> _TEXTO FORNECIDO_
::::::::
Hoje, Bolsonaro tem os votos de cerca de 50% nesse segmento religioso, contra cerca de 30% de Lula.

Uma bolha que Bolsonaro tentou romper sem sucesso foi a da baixa renda. Para isso, contou com a caneta presidencial e a ajuda de aliados no Congresso para aumentar o Auxílio Brasil de R$ 400 para R$ 600 a dois meses da eleição.

Os pagamentos das primeiras parcelas ocorreram na primeira semana de agosto e na penúltima semana de setembro. Mas não foi revertida a preferência dos mais pobres por Lula, segundo as sondagens.

Houve uma série de boas notícias na economia ao longo do ano, parte delas produzida pela ação eleitoreira do governo, que aumentou gastos sociais durante a campanha, postergou o pagamento de precatórios, flexibilizou o teto de gastos, interveio na Petrobras e desonerou a cobrança sobre combustível e energia. Com isso, a inflação recuou. O arrefecimento da pandemia fez com que indicadores como o crescimento do PIB e a taxa de desemprego melhorassem. Nada disso, contudo, mudou significativamente o quadro eleitoral.
::::::::
> _TAREFAS A REALIZAR_
#1 Responda às perguntas com base no texto sobre a campanha eleitoral.
(a) Que porcentagem dos votos no segmento religioso Bolsonaro tem hoje?
(b) De quanto para quanto foi aumentado o Auxílio Brasil a dois meses da eleição?
(c) Que fator fez melhorar indicadores como o crescimento do PIB e a taxa de desemprego?
#2 Dê continuidade ao texto sobre a campanha eleitoral com um novo parágrafo, a partir da última frase apresentada.
::::::::
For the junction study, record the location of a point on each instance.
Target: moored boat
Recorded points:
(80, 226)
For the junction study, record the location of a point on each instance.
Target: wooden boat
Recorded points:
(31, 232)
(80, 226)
::::::::
> _RESULTADOS DO EXERCÍCIO_
#1
(a) Cerca de 50%.
(b) De R$ 400 para R$ 600.
(c) O arrefecimento da pandemia.

#2
Segundo o Ipec, o petista tem 53% das preferências entre quem ganha até dois salários mínimos, contra 29% do atual presidente. Para analistas, no entanto, a liberação de recursos viabilizada pela PEC das Bondades ajudou Bolsonaro a chegar até aqui com chances de ir ao segundo turno. Sem esses desembolsos, a eleição estaria perdida antes de começar - sensação confirmada por fontes dentro da campanha.

Bolsonaro tampouco conseguiu cativar o eleitor do Nordeste, onde está a maior fatia dos beneficiários do Auxílio Brasil. Ali, segundo o Datafolha, o ex-presidente tem uma vantagem expressiva sobre Bolsonaro - 63% a 22%.

Ao longo de todo o processo eleitoral, o presidente se viu cercado pelas figuras do Centrão, a quem entregou o coração do governo e o controle sobre o Orçamento da União para poder governar.

Ciro Nogueira, Fábio Faria e Valdemar Costa Neto, presidente do PL, foram figuras influentes na campanha. Mas políticos moderados e de legendas como o PSDB, MDB, União Brasil e Novo lhe negaram apoio.

Isso o forçou a montar palanques fracos em Estados cruciais, como Minas Gerais e Bahia. Em São Paulo, é Bolsonaro quem puxa votos para seu ex-ministro da Infraestrutura, Tarcísio de Freitas (Republicanos), não o contrário.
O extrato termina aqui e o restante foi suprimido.